WHAT IS NEEDED
Update the records from the line with "neck in the picture above?" to the line with "black hair in the picture above?" by changing "older man" to "elderly man", and return only those lines with everything else left as is.

ENTRIES PROVIDED
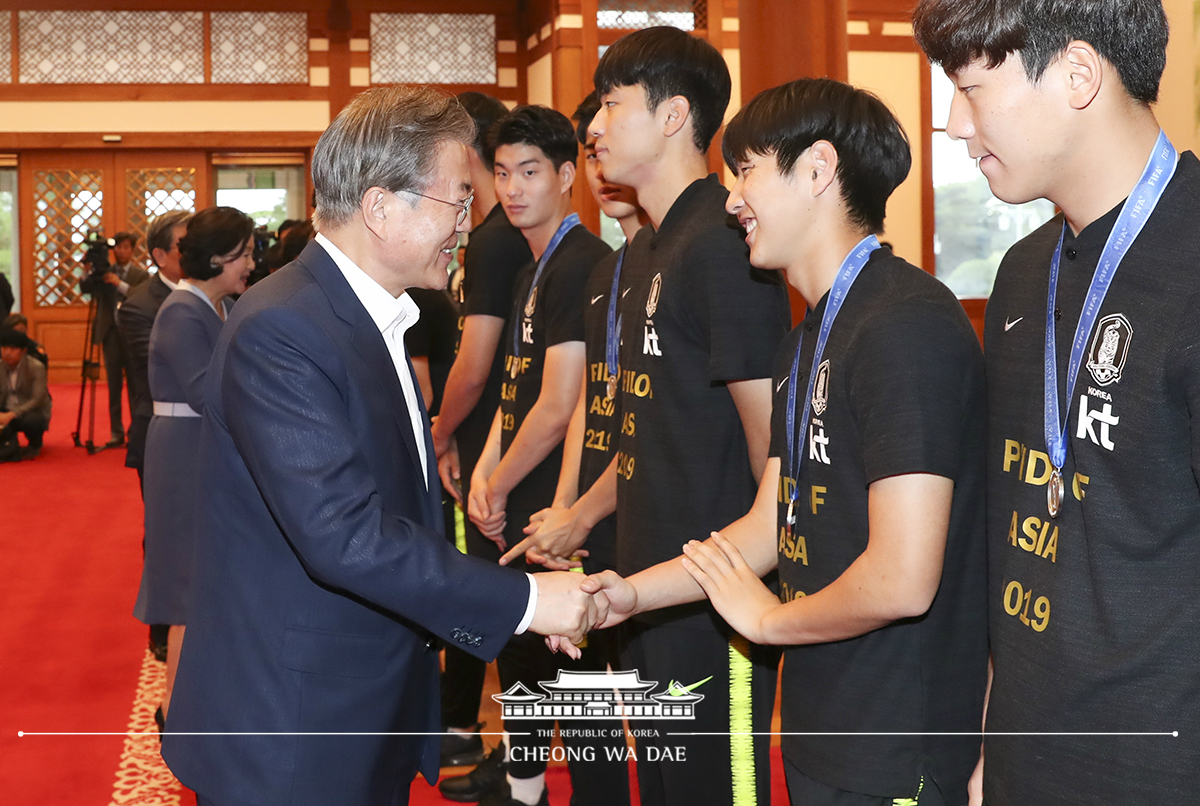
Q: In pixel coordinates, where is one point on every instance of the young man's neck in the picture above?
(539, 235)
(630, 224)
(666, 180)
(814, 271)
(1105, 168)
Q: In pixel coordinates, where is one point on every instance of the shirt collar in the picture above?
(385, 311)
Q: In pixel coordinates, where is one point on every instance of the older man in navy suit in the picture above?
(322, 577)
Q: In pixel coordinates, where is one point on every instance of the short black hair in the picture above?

...

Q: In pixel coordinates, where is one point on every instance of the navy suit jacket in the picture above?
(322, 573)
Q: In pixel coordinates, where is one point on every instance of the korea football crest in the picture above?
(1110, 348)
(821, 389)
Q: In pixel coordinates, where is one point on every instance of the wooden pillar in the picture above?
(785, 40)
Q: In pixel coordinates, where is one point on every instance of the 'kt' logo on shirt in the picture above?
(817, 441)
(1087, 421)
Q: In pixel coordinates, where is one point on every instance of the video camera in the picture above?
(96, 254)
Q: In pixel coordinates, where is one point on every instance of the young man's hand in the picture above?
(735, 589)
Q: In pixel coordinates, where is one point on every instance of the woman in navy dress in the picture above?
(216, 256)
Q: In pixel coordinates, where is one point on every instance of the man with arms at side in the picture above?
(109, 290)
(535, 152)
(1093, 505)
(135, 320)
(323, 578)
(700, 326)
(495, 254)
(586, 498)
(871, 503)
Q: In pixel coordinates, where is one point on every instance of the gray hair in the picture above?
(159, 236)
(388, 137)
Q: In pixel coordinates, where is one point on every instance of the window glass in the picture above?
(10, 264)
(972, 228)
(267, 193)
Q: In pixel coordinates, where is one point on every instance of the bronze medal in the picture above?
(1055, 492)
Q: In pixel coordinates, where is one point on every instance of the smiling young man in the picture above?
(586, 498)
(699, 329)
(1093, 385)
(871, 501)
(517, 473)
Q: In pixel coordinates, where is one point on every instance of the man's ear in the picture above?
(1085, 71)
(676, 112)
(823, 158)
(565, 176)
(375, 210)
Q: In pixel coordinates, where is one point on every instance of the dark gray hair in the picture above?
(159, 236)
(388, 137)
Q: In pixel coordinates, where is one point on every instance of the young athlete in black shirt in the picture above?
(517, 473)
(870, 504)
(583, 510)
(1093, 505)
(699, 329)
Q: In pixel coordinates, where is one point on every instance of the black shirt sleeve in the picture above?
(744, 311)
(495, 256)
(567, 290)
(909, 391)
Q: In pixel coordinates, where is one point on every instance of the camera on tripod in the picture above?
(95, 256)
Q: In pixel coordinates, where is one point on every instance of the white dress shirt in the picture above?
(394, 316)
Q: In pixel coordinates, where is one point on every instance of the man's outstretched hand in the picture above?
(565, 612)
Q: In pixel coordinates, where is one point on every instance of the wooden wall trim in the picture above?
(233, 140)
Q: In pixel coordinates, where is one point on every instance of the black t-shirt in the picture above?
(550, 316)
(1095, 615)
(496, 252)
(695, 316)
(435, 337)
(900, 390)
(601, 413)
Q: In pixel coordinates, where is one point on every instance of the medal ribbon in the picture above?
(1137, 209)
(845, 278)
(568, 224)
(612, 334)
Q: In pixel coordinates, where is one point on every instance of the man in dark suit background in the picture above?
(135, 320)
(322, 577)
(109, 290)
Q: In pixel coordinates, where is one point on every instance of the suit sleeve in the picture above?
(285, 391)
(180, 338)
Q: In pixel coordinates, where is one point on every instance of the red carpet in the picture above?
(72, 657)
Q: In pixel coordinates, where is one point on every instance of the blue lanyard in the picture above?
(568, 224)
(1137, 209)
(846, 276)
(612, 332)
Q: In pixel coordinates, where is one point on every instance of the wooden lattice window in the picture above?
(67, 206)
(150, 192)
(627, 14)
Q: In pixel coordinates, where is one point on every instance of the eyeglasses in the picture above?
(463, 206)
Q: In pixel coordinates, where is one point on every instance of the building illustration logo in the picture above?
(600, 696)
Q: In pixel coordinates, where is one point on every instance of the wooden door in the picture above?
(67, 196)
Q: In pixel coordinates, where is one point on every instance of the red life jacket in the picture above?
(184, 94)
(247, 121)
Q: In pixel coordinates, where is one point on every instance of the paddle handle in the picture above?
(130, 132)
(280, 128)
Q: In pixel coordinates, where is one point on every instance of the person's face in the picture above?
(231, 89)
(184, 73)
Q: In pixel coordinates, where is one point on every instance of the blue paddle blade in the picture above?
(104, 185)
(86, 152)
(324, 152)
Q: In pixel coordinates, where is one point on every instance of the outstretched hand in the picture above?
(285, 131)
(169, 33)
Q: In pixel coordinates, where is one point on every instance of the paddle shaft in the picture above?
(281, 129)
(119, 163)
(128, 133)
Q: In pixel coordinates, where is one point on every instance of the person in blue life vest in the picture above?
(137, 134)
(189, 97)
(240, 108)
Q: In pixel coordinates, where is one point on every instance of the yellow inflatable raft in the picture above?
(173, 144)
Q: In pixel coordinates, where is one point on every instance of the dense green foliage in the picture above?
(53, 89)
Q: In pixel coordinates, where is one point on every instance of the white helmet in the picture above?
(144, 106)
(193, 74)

==

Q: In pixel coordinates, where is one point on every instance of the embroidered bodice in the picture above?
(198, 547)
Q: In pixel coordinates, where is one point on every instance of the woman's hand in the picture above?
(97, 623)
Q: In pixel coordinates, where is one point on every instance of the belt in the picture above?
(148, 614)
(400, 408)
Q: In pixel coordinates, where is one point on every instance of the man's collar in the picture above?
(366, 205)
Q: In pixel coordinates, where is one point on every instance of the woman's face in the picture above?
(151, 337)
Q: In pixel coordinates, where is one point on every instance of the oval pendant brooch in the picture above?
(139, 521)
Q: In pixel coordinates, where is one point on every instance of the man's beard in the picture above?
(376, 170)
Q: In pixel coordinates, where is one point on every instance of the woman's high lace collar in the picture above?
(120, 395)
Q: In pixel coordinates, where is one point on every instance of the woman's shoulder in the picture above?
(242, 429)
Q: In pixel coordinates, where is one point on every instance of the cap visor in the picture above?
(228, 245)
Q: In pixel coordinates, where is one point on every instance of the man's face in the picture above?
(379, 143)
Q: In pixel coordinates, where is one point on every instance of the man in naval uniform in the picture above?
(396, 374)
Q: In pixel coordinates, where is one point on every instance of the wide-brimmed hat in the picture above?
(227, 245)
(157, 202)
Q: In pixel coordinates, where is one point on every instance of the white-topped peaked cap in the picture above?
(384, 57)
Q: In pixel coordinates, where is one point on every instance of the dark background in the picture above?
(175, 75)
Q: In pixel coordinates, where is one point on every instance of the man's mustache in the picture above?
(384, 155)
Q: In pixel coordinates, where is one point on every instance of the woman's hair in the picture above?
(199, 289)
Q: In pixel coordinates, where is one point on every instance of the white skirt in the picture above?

OUTPUT OF THE TASK
Q: In pixel coordinates, where is one point on every instance of the young man's neck in the picture above?
(539, 235)
(630, 224)
(666, 180)
(814, 271)
(1105, 168)
Q: In pixel coordinates, where is one point on every instance of the shirt collar in the picture above?
(385, 311)
Q: In pixel coordinates, where is one point on every instance of the elderly man in navy suit in the picture above?
(322, 577)
Q: In pixel coordinates, where is one point on every instance of the short black hair in the picture above?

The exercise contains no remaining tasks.